» 本文:

張角とは、中国・後漢末期に「太平道」の教祖を名乗った人物である。
信者とともに漢王室に対して叛旗を翻し、「黄巾の乱」を起こしたことで有名。
概要
教祖以前の身振りは正史にはないが、演義には記述があり、兄弟(張宝・張梁)ともに貧しかったという。
ある日張角が薪を取りに山に出かけると、その山の中で南華老仙という仙人に出会い「太平要術の書」を授かる。これには風雨を呼ぶ法や符を浸した水で病人を癒す法などが記されていた。張角は生来の王朝腐敗への憤りからこれを経典として「太平道」なる道教集団を作り上げ、信者を集めていった。折しも漢王室の腐敗によって苛烈な収奪が行われることが常態化し、これに反発した民衆が太平道に入信したため、太平道の規模はまたたく間に拡大した。
こうして信者を集めた張角はかねてからの野望と民の要望通り、漢王朝の腐敗を誅すべく太平道信者による反乱を起こす。この際に自身を大賢良師(天公将軍)と称し、その弟である張宝・張梁は地公将軍・人公将軍を名乗り、権威づけをおこなった。

» 記述問題 1:
張角についての本文から、「張角とは、中国・後漢末期に「太平道」の教祖を名乗った人物である。」以降、「規模はまたたく間に拡大した。」までを、その語句も含めて一字一句違えずに書き写してください。

» データセットのレコード:
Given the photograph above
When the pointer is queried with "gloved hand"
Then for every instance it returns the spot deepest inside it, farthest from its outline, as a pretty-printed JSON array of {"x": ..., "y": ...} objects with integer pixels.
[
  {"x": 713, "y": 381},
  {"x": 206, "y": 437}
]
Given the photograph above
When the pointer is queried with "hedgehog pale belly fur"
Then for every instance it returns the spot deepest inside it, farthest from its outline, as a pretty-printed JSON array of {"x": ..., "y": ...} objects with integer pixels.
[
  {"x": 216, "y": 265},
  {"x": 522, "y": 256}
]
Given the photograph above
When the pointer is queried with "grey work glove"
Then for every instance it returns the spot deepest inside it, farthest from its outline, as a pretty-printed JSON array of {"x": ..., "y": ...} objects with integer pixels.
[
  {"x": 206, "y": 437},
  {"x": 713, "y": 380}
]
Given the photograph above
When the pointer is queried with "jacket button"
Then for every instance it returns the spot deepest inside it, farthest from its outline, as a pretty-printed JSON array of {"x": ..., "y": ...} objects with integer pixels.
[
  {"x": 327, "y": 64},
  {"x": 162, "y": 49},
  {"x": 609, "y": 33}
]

* * *

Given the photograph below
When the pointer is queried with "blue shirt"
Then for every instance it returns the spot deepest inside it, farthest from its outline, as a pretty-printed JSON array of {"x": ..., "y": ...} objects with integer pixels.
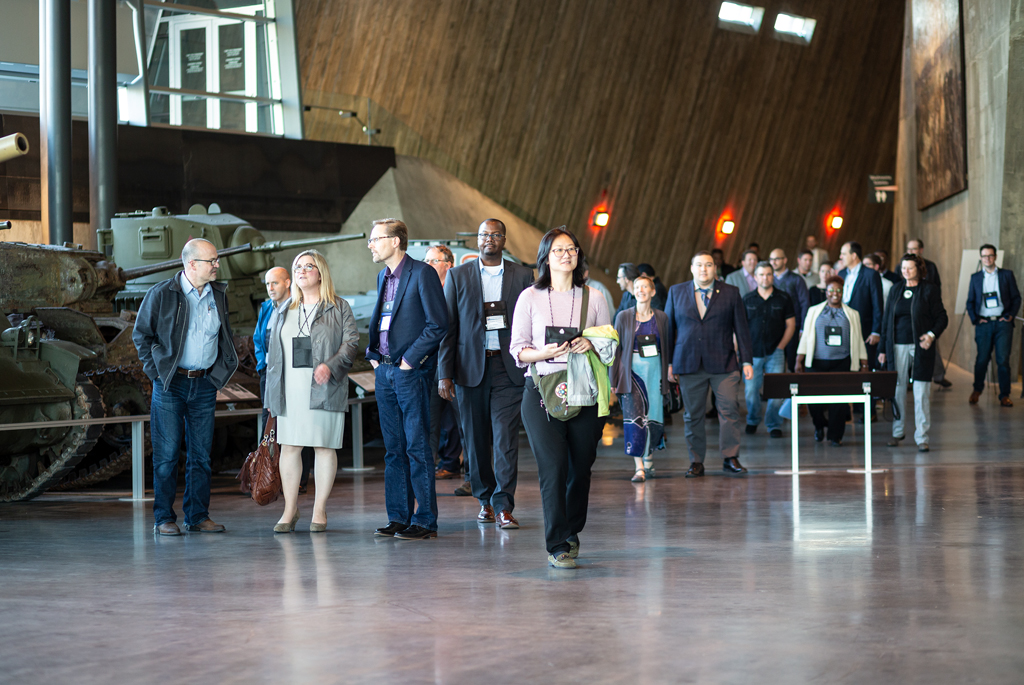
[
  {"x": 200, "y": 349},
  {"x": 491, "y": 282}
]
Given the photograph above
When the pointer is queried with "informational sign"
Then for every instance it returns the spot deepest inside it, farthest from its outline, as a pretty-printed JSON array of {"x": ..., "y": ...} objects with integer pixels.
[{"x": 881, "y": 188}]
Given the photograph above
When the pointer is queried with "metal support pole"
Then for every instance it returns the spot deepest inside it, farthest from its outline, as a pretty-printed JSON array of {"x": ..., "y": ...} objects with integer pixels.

» 記述問題 2:
上記のレコードで、文字列「When」を含む行の数を、数のみで答えてください。大文字と小文字は区別するものとします。

» 解答 1:
張角とは、中国・後漢末期に「太平道」の教祖を名乗った人物である。
信者とともに漢王室に対して叛旗を翻し、「黄巾の乱」を起こしたことで有名。
概要
教祖以前の身振りは正史にはないが、演義には記述があり、兄弟(張宝・張梁)ともに貧しかったという。
ある日張角が薪を取りに山に出かけると、その山の中で南華老仙という仙人に出会い「太平要術の書」を授かる。これには風雨を呼ぶ法や符を浸した水で病人を癒す法などが記されていた。張角は生来の王朝腐敗への憤りからこれを経典として「太平道」なる道教集団を作り上げ、信者を集めていった。折しも漢王室の腐敗によって苛烈な収奪が行われることが常態化し、これに反発した民衆が太平道に入信したため、太平道の規模はまたたく間に拡大した。

» 解答 2:
7